■ **Aim of the task**: Could you set down exactly the lines in the records below between the line holding "Target: yellow turn signal light" and the line holding "Target: parked car", inclusive?

■ **Source records**:
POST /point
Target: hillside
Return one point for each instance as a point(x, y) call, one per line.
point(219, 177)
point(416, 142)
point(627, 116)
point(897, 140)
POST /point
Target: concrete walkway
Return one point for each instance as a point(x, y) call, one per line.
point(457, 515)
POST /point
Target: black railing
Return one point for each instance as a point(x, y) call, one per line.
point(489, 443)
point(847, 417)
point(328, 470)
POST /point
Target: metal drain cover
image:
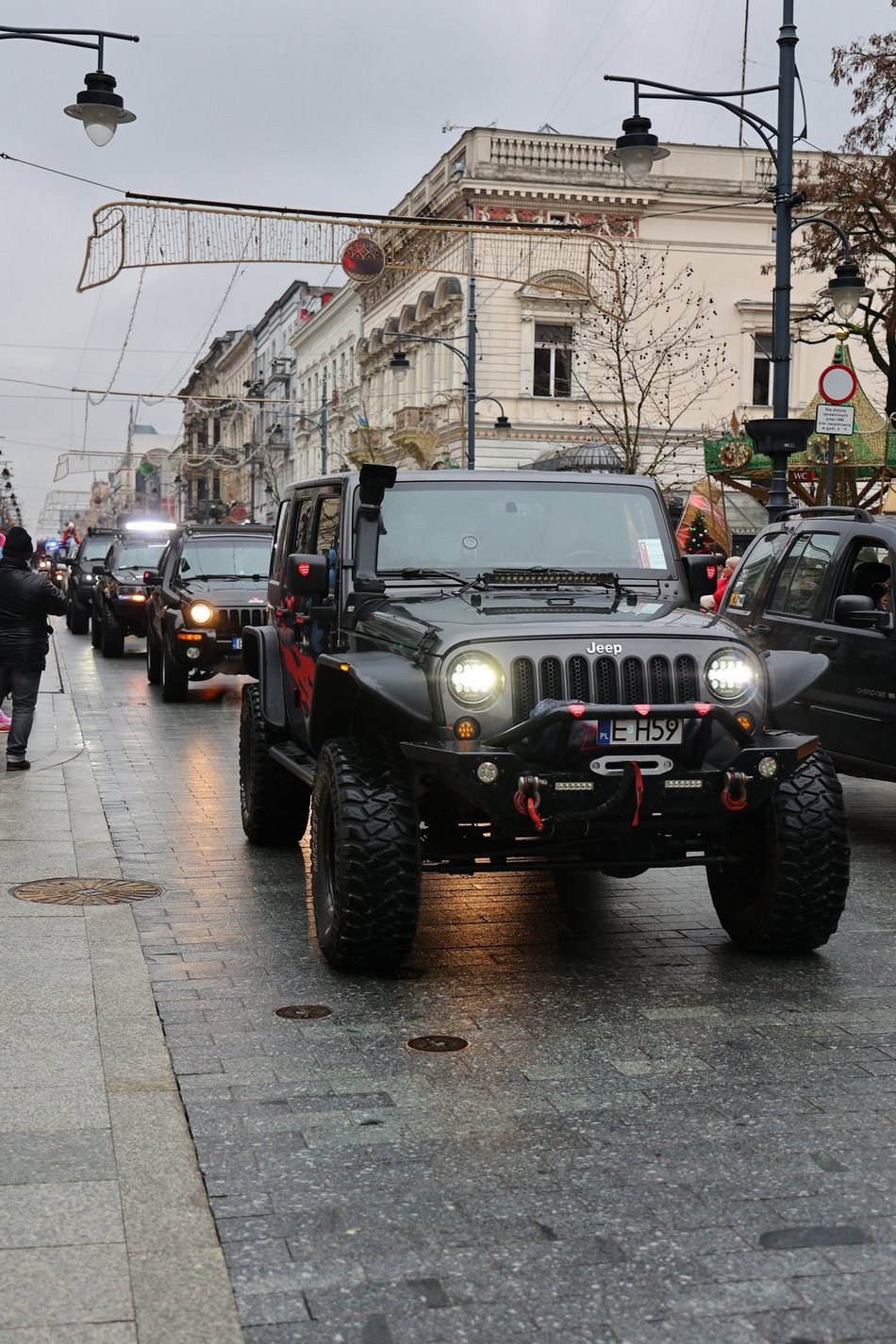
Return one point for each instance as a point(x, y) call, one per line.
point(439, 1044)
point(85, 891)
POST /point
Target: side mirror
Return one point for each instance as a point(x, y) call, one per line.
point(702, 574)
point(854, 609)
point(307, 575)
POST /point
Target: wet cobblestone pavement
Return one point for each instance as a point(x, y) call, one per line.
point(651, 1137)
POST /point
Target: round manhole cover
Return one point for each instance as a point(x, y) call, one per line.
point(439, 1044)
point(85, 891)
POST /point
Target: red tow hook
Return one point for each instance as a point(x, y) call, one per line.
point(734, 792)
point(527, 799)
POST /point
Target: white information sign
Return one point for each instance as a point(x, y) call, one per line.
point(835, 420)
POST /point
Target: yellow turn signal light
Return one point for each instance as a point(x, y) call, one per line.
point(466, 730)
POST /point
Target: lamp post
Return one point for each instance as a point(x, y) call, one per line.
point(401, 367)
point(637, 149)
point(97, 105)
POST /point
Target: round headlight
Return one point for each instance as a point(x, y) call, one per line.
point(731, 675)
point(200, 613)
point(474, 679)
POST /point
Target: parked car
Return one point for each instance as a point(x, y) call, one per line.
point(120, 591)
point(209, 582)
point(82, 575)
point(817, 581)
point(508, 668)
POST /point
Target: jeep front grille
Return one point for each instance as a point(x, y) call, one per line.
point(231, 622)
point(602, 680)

--

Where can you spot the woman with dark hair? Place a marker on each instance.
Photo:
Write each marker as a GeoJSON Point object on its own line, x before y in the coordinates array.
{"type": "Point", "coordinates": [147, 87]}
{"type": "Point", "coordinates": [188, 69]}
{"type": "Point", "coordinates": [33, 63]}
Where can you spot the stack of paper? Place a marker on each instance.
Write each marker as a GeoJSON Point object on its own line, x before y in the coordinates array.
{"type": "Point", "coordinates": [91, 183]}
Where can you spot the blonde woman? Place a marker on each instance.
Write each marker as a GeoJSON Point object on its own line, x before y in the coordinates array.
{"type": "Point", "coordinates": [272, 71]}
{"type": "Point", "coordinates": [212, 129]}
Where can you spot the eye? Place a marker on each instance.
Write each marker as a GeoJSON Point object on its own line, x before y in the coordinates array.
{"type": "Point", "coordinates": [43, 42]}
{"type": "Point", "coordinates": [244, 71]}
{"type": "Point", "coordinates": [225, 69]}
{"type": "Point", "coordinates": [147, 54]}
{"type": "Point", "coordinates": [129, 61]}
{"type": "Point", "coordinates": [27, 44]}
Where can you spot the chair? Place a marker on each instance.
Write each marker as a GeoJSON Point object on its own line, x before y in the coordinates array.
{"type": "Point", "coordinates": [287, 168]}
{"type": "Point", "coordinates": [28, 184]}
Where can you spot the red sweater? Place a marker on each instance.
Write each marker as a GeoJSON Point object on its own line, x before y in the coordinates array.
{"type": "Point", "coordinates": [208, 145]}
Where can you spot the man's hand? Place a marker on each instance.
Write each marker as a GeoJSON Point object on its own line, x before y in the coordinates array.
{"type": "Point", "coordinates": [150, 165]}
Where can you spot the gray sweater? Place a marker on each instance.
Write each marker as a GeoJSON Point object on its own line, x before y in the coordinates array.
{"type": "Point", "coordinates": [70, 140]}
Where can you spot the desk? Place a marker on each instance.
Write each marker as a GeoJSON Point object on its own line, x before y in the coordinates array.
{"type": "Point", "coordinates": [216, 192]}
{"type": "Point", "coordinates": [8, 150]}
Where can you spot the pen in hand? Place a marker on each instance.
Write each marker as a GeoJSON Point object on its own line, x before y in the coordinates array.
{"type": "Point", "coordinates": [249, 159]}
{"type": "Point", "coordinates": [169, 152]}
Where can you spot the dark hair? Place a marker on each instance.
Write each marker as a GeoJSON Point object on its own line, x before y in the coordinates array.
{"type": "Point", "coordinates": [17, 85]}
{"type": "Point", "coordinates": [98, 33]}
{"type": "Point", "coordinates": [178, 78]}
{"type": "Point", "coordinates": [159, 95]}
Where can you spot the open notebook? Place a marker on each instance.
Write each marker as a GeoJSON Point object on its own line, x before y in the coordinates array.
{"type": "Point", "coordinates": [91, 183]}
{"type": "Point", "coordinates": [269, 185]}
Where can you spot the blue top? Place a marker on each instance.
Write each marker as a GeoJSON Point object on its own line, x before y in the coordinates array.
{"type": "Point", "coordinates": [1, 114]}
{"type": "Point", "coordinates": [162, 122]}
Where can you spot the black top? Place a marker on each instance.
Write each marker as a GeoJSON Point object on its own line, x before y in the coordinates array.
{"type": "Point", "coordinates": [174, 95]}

■ **Output for this exercise**:
Target: yellow turn signal light
Return one point for each instance as a point(x, y) call, one per line.
point(466, 730)
POST /point
Target: lamp post
Return one point for each instance as a point(x, y) call, one per line.
point(401, 367)
point(637, 149)
point(97, 105)
POST /point
Target: round headlight
Return one point for each instance as a point(x, y) call, one per line.
point(731, 675)
point(200, 613)
point(474, 679)
POST /point
Target: parked car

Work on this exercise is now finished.